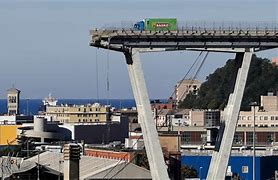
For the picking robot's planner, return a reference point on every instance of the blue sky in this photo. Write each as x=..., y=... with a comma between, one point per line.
x=44, y=44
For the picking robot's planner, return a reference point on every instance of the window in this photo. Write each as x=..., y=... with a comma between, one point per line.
x=244, y=169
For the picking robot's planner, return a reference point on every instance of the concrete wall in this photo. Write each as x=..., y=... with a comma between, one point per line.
x=241, y=165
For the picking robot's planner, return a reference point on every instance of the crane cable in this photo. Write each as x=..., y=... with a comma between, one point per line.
x=97, y=88
x=196, y=60
x=107, y=78
x=195, y=75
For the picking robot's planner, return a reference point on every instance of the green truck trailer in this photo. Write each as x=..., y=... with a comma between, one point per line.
x=157, y=24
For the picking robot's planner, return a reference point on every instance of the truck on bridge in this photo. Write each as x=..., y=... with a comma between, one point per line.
x=156, y=24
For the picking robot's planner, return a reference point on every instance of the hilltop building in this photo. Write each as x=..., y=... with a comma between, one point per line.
x=90, y=113
x=186, y=86
x=13, y=101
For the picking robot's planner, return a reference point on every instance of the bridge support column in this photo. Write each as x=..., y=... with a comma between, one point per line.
x=153, y=148
x=220, y=158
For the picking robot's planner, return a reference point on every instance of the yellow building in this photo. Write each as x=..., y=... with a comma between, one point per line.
x=90, y=113
x=8, y=134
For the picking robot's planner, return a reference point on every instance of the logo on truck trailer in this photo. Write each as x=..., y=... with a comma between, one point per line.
x=161, y=25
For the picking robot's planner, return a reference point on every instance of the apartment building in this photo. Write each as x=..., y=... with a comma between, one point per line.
x=265, y=116
x=185, y=87
x=90, y=113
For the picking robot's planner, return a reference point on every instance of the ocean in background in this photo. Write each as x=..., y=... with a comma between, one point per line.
x=32, y=106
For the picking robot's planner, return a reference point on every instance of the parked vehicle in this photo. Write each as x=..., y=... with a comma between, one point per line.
x=157, y=24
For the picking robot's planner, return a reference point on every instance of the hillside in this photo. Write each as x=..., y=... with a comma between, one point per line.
x=214, y=92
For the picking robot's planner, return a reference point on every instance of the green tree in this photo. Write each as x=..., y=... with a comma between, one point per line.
x=215, y=91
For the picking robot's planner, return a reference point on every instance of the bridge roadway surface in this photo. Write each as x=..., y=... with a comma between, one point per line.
x=122, y=40
x=241, y=41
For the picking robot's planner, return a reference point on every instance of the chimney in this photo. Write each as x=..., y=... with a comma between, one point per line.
x=71, y=161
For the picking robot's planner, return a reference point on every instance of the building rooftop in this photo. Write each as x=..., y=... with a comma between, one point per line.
x=94, y=167
x=13, y=90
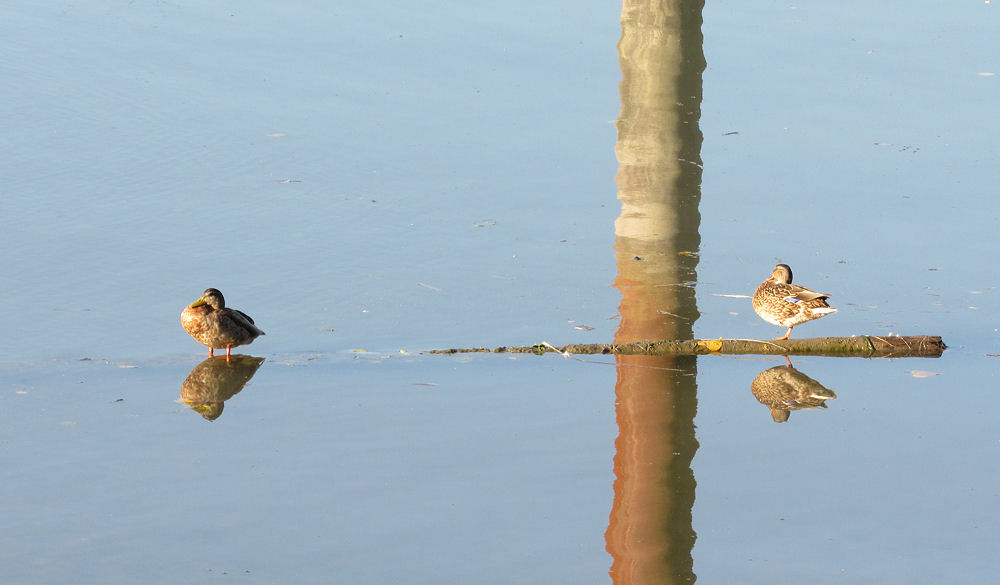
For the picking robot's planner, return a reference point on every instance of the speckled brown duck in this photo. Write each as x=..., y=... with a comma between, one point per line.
x=783, y=389
x=782, y=303
x=212, y=324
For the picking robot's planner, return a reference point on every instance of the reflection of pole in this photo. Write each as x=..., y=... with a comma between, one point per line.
x=650, y=535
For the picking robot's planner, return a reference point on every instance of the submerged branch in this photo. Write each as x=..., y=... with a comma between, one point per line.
x=858, y=346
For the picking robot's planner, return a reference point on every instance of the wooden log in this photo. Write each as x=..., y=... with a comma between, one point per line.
x=857, y=346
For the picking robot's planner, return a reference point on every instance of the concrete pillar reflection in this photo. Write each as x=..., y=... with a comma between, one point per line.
x=650, y=534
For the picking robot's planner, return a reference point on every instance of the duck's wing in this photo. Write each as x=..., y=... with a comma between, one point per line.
x=244, y=321
x=797, y=294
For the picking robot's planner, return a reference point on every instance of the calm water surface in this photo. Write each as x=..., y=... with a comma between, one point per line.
x=371, y=182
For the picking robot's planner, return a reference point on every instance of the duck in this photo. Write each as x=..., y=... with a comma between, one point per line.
x=212, y=324
x=782, y=303
x=783, y=389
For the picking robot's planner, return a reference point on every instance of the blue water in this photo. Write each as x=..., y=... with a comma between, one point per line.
x=371, y=181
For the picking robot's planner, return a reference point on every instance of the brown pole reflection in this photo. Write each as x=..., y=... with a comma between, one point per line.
x=650, y=534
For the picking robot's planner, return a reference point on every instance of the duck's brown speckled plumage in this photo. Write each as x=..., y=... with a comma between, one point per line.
x=782, y=303
x=212, y=324
x=784, y=389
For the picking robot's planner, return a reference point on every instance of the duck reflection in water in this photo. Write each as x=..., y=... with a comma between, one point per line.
x=214, y=381
x=784, y=389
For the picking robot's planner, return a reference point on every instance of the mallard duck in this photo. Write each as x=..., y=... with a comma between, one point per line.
x=782, y=303
x=784, y=389
x=212, y=324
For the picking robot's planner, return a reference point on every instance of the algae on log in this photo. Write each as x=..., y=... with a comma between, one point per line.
x=858, y=346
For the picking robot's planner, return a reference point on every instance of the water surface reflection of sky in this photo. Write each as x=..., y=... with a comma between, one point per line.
x=364, y=181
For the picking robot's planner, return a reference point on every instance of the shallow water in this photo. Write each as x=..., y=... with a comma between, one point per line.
x=371, y=183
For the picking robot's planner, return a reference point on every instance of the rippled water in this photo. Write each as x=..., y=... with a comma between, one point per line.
x=371, y=182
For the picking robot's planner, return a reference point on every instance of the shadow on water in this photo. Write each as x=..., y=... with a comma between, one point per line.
x=215, y=380
x=650, y=534
x=783, y=389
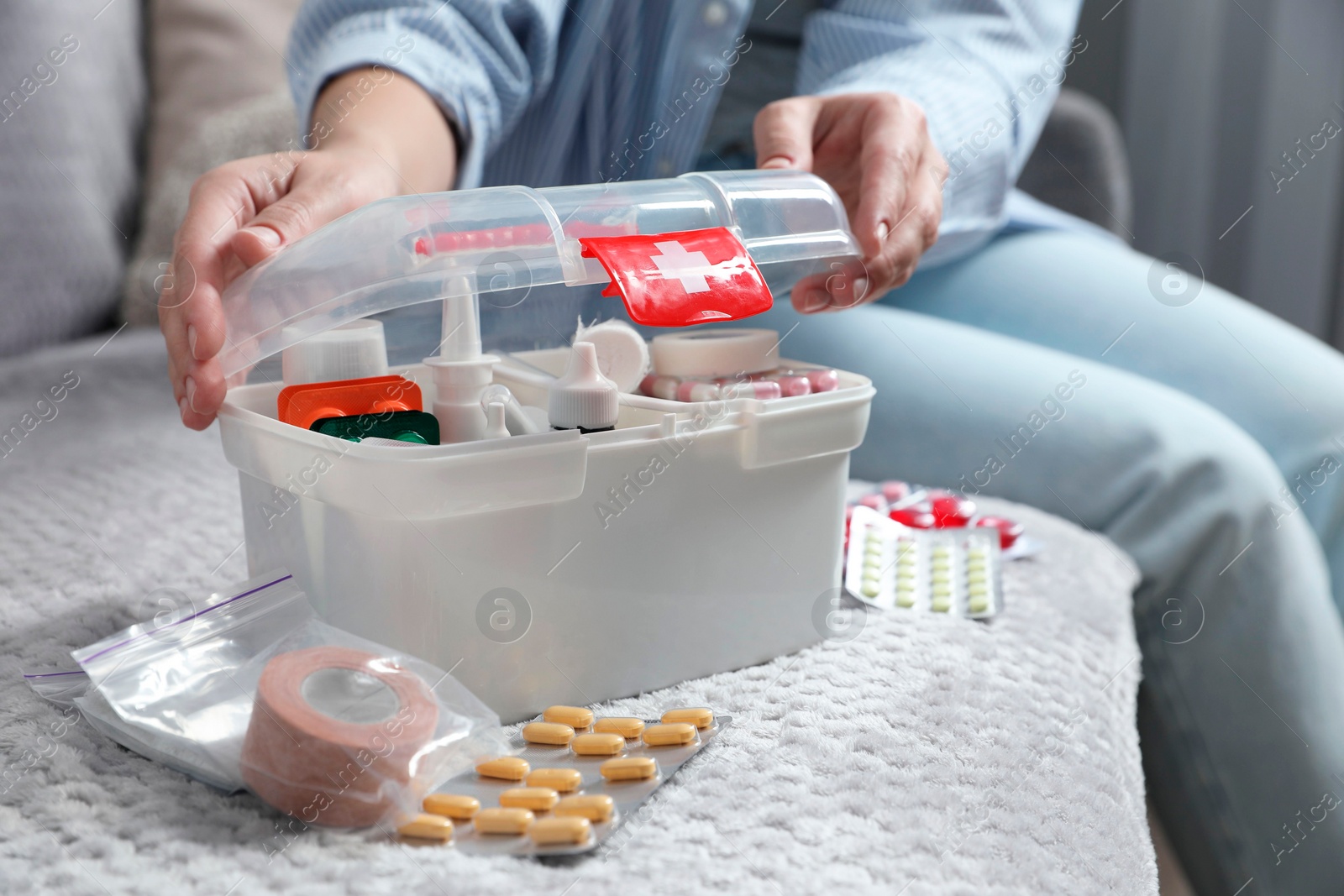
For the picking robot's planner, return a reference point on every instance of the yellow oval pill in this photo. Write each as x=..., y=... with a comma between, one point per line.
x=548, y=732
x=504, y=768
x=534, y=799
x=591, y=806
x=452, y=805
x=629, y=768
x=570, y=831
x=624, y=726
x=598, y=743
x=571, y=716
x=428, y=828
x=503, y=821
x=561, y=779
x=676, y=732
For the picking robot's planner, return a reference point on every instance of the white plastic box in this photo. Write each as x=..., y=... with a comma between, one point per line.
x=555, y=567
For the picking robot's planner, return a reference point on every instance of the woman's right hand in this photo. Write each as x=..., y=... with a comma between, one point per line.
x=396, y=141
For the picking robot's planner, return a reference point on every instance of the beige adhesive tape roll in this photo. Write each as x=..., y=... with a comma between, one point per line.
x=716, y=352
x=346, y=763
^^^^^^^^^^^^^^^^
Task to complete ▸ Please rescale the entries starting at the line that contains "of the parked" and ending at the line that contains "x=215, y=91", both included. Reproduce every line in that span, even those without coordinates, multiply each x and y coordinate by 0.6, round to whole numbers with halves going up, and return only those lines.

Solution to this problem ▸
For the picking robot's planner, return a reference point on every instance of the parked vehicle in this photo. Write each as x=..., y=... with a comma between, one point per line.
x=94, y=14
For the picking robot's planner, return a reference point on every instance of the hillside in this photo. Write each as x=..., y=... with a comma between, one point per line.
x=128, y=55
For the picking robot's planner, return a reference point on every instance of the green tree in this photo. Write each as x=..., y=... with a comma between, one point per line.
x=129, y=55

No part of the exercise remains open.